- Data for processing -
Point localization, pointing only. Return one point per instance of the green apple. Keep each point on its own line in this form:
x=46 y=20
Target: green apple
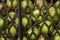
x=41 y=37
x=13 y=30
x=18 y=38
x=44 y=29
x=36 y=31
x=57 y=37
x=24 y=38
x=29 y=31
x=57 y=3
x=56 y=18
x=58 y=10
x=12 y=14
x=15 y=3
x=8 y=3
x=24 y=21
x=24 y=4
x=36 y=12
x=1 y=22
x=40 y=19
x=52 y=11
x=32 y=37
x=16 y=21
x=1 y=38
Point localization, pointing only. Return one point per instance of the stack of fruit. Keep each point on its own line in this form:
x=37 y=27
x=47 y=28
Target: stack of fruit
x=36 y=21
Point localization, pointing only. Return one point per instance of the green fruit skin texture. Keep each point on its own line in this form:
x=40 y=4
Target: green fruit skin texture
x=1 y=22
x=15 y=3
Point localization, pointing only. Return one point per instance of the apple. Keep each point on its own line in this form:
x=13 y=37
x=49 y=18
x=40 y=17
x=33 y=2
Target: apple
x=36 y=30
x=41 y=37
x=1 y=22
x=52 y=11
x=12 y=30
x=23 y=4
x=58 y=10
x=24 y=38
x=32 y=37
x=57 y=3
x=57 y=37
x=12 y=14
x=29 y=31
x=1 y=38
x=36 y=12
x=24 y=21
x=44 y=29
x=15 y=3
x=8 y=3
x=16 y=21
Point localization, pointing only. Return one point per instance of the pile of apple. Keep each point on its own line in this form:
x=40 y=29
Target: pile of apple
x=33 y=15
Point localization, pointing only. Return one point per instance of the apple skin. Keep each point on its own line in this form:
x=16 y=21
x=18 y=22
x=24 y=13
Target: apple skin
x=24 y=38
x=1 y=22
x=12 y=30
x=24 y=4
x=15 y=3
x=57 y=37
x=24 y=21
x=57 y=4
x=44 y=29
x=8 y=3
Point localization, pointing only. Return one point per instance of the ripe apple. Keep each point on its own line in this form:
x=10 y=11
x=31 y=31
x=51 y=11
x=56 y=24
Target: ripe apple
x=12 y=30
x=36 y=12
x=57 y=3
x=57 y=37
x=29 y=31
x=24 y=21
x=15 y=3
x=32 y=37
x=24 y=4
x=24 y=38
x=1 y=22
x=8 y=3
x=44 y=29
x=52 y=11
x=36 y=30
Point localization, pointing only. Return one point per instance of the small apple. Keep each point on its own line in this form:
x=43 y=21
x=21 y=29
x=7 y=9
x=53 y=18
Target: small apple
x=32 y=37
x=29 y=31
x=8 y=3
x=41 y=37
x=12 y=14
x=57 y=3
x=36 y=31
x=52 y=11
x=15 y=3
x=57 y=37
x=1 y=38
x=36 y=12
x=44 y=29
x=24 y=21
x=12 y=30
x=23 y=4
x=24 y=38
x=1 y=22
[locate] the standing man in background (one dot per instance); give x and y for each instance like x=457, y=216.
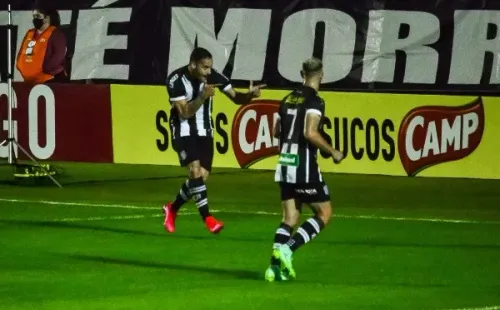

- Exercise -
Output a precise copy of the entries, leaving the images out.

- Expected output -
Point localization, pointing only. Return one point per instance of the green apple. Keep each point on its own line in this form:
x=46 y=20
Target: green apple
x=41 y=37
x=13 y=30
x=18 y=38
x=44 y=29
x=36 y=31
x=57 y=37
x=24 y=38
x=29 y=31
x=57 y=3
x=56 y=18
x=58 y=10
x=12 y=14
x=15 y=3
x=8 y=3
x=24 y=21
x=24 y=4
x=36 y=12
x=1 y=22
x=40 y=19
x=52 y=11
x=32 y=37
x=16 y=21
x=1 y=38
Point localization, pointing only. Return one point per instance of the stack of fruit. Keep each point on its own line in this form:
x=37 y=27
x=47 y=28
Target: stack of fruit
x=36 y=21
Point localization, pointing only. Return one point per instance of the green fruit skin texture. Keep each point on its own line in this form:
x=40 y=4
Target: green fruit skin texture
x=1 y=22
x=15 y=3
Point localization, pointing only. Return one point per instance of the apple. Keep each point on its own line in this form:
x=13 y=37
x=49 y=18
x=40 y=17
x=33 y=2
Target: apple
x=36 y=30
x=41 y=37
x=1 y=22
x=52 y=11
x=12 y=30
x=23 y=4
x=58 y=10
x=24 y=38
x=32 y=37
x=57 y=3
x=57 y=37
x=12 y=14
x=29 y=31
x=1 y=38
x=36 y=12
x=24 y=21
x=44 y=29
x=15 y=3
x=8 y=3
x=16 y=21
Point localization, pointing only. Return one point per instance of the pile of apple. Keep each point on its own line in this form:
x=40 y=29
Target: pile of apple
x=33 y=15
Point localization, pointing only. Return one point per instance of the apple skin. Keep each point on its own line in this form:
x=16 y=21
x=18 y=22
x=24 y=13
Target: apple skin
x=24 y=38
x=1 y=22
x=12 y=30
x=24 y=4
x=15 y=3
x=57 y=37
x=24 y=21
x=57 y=4
x=44 y=29
x=8 y=3
Point localization, pointing only. Return one point per instance of the ripe apple. Keep each point on its own line in this form:
x=10 y=11
x=31 y=31
x=51 y=11
x=56 y=24
Target: ripe apple
x=12 y=30
x=36 y=12
x=57 y=3
x=57 y=37
x=29 y=31
x=24 y=21
x=15 y=3
x=32 y=37
x=24 y=4
x=24 y=38
x=1 y=22
x=8 y=3
x=44 y=29
x=52 y=11
x=36 y=30
Point localization, pointing only. Return one point per instance of the small apple. Keep each point on its own line in this form:
x=43 y=21
x=21 y=29
x=7 y=9
x=53 y=18
Target: small apple
x=32 y=37
x=29 y=31
x=8 y=3
x=41 y=37
x=12 y=14
x=57 y=3
x=36 y=31
x=52 y=11
x=15 y=3
x=57 y=37
x=1 y=38
x=36 y=12
x=44 y=29
x=24 y=21
x=12 y=30
x=23 y=4
x=24 y=38
x=1 y=22
[locate] the standing man in background (one dot per instance); give x and y for each instance like x=457, y=216.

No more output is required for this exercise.